## Task details
Count the lines in the entries below that contain the string "face", and give only that number.

[Data pulled from a collection]
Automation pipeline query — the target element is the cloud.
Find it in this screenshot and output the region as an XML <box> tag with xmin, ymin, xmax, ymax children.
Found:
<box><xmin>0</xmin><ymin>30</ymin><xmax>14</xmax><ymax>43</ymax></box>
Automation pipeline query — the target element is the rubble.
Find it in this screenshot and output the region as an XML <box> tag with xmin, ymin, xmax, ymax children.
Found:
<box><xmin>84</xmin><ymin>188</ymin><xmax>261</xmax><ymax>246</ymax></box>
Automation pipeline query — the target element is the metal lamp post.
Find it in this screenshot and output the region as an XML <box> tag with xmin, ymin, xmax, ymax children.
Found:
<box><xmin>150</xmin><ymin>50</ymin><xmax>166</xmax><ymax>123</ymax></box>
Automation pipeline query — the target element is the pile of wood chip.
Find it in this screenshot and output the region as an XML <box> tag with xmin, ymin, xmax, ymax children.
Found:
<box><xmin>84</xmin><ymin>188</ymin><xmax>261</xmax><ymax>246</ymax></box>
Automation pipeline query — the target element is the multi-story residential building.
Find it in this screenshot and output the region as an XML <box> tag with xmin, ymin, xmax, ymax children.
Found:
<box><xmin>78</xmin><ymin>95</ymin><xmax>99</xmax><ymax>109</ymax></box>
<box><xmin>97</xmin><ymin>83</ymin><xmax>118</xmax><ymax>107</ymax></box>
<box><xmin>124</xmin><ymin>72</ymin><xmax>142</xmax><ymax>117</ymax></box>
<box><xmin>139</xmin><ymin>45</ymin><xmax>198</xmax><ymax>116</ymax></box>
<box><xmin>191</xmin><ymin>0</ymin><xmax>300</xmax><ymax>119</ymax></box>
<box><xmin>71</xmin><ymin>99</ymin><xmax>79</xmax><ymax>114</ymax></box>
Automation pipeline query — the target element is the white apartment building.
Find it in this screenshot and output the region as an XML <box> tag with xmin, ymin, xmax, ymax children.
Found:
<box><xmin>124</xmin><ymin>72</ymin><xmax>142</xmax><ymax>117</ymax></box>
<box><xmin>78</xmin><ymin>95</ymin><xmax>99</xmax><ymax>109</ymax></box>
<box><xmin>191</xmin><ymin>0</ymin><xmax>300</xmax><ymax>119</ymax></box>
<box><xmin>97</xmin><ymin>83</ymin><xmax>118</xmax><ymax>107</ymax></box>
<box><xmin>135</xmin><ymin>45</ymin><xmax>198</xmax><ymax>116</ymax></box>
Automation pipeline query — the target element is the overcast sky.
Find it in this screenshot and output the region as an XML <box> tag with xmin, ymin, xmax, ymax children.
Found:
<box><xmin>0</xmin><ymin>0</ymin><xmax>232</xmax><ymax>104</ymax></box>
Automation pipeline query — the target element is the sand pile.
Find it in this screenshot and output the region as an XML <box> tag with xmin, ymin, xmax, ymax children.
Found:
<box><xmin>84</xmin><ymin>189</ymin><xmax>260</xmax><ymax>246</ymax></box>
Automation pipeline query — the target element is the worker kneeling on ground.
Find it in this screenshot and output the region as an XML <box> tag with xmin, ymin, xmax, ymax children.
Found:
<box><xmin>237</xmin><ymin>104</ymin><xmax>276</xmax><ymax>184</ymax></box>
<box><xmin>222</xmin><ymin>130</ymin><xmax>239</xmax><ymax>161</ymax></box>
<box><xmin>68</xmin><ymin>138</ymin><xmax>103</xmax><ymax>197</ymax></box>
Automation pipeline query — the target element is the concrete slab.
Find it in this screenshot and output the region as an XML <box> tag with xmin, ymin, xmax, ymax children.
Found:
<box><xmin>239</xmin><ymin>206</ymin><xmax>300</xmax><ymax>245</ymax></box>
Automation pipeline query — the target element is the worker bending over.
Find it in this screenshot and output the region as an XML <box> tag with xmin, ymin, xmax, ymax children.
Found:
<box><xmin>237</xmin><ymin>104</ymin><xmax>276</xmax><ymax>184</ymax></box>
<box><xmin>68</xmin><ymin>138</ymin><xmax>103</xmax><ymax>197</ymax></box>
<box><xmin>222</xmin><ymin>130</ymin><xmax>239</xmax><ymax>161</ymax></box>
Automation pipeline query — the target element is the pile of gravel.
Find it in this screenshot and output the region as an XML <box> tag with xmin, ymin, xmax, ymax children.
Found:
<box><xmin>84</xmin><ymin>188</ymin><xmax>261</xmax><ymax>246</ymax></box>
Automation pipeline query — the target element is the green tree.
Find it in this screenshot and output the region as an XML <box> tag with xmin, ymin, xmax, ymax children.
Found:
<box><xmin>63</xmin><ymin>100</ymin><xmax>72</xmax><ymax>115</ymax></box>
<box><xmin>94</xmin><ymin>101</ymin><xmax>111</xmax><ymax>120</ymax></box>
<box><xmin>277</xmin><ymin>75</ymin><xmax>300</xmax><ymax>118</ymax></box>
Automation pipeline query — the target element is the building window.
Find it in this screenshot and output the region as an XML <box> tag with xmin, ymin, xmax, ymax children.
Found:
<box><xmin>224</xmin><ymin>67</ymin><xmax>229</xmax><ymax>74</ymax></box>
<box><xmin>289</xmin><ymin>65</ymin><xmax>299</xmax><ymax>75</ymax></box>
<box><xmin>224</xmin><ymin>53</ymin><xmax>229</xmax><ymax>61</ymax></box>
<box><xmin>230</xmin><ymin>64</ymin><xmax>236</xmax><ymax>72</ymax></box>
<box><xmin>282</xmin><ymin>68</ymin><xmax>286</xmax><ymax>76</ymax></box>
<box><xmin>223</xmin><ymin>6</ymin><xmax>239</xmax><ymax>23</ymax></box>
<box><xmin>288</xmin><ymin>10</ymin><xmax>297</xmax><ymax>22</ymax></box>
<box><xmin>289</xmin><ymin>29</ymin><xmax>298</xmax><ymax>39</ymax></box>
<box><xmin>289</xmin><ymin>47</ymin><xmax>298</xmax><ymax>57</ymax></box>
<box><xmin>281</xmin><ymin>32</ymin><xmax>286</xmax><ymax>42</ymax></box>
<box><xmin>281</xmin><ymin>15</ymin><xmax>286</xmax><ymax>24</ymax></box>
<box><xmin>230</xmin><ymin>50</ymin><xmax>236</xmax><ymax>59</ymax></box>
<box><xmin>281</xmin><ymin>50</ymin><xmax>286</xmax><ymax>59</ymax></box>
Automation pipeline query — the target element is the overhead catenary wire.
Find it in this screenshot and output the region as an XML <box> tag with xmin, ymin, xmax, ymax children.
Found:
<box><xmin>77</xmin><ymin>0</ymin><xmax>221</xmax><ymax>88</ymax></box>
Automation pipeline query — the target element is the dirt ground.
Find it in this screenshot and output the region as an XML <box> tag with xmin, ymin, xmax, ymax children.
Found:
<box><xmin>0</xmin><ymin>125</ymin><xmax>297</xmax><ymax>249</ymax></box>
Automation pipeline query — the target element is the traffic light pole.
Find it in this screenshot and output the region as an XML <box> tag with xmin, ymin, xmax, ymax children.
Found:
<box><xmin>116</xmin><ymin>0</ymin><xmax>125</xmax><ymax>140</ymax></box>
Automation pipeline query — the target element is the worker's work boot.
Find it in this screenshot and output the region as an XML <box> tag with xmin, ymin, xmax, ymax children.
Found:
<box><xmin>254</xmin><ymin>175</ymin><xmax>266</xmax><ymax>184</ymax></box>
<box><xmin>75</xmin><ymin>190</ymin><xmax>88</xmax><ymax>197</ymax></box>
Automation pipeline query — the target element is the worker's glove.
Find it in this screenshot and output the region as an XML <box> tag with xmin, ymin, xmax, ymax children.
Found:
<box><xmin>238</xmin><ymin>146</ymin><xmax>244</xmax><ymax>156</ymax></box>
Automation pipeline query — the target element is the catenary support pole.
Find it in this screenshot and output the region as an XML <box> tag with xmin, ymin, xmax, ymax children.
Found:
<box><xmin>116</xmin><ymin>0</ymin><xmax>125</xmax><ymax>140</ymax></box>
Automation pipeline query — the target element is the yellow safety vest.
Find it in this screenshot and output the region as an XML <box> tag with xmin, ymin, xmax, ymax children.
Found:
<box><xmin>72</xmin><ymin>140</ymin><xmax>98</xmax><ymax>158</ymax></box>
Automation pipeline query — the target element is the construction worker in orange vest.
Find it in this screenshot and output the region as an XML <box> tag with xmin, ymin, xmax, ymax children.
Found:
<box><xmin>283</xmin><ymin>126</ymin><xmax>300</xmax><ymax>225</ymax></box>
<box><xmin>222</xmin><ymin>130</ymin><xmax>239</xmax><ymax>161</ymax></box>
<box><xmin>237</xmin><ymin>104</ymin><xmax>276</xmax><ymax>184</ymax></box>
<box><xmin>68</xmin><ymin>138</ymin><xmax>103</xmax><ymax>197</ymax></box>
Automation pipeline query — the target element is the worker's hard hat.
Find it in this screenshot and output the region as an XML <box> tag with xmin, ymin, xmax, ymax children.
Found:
* * *
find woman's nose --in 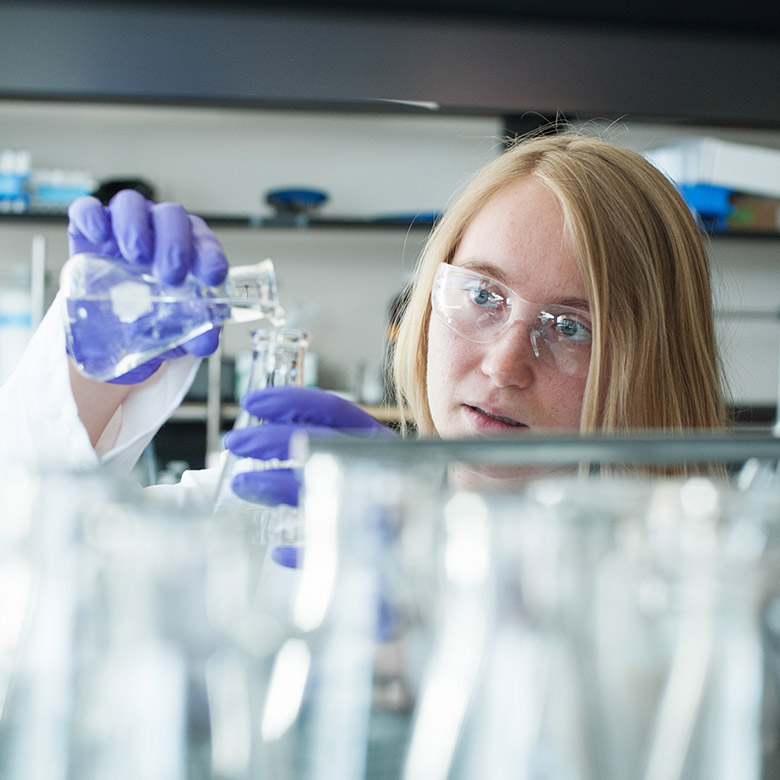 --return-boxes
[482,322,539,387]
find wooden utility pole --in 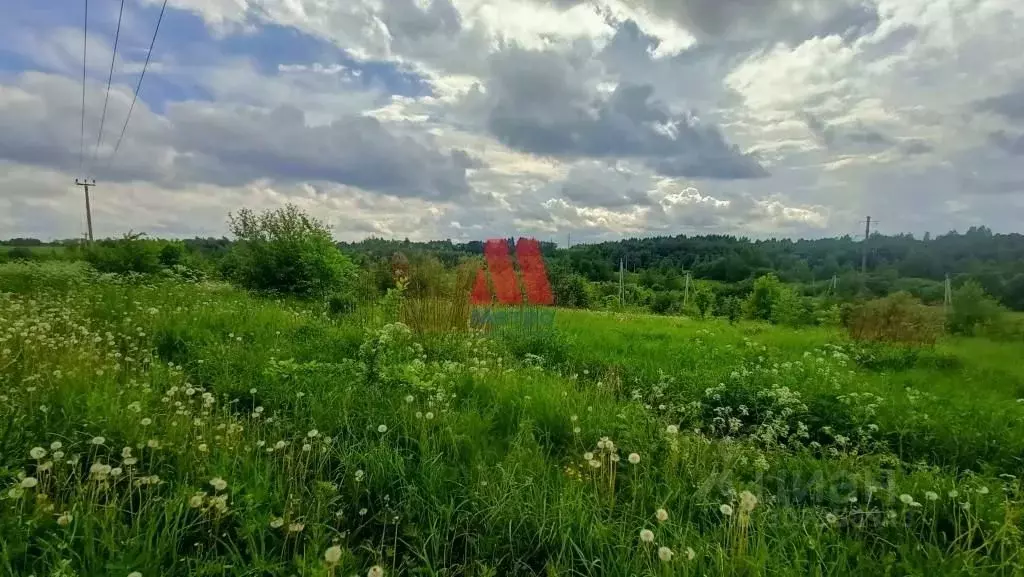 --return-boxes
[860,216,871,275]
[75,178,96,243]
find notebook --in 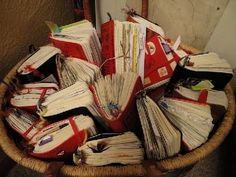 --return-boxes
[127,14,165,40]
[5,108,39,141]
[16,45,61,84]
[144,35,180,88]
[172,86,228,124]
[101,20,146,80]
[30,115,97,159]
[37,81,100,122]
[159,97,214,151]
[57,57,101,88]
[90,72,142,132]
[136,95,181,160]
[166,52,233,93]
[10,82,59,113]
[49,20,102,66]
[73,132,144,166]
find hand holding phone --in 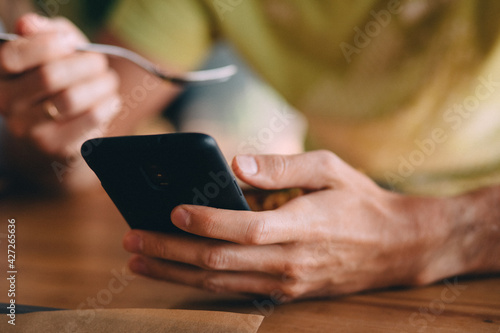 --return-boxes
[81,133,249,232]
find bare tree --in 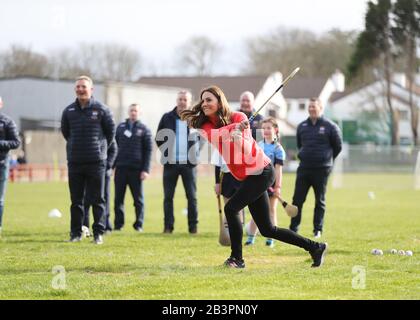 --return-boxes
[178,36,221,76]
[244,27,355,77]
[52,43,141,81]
* * *
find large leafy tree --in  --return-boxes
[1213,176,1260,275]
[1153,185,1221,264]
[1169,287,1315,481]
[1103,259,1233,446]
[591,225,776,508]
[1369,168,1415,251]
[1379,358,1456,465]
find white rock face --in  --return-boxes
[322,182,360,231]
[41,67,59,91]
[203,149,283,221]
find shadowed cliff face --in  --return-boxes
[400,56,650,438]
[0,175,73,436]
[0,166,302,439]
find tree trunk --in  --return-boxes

## Answer below
2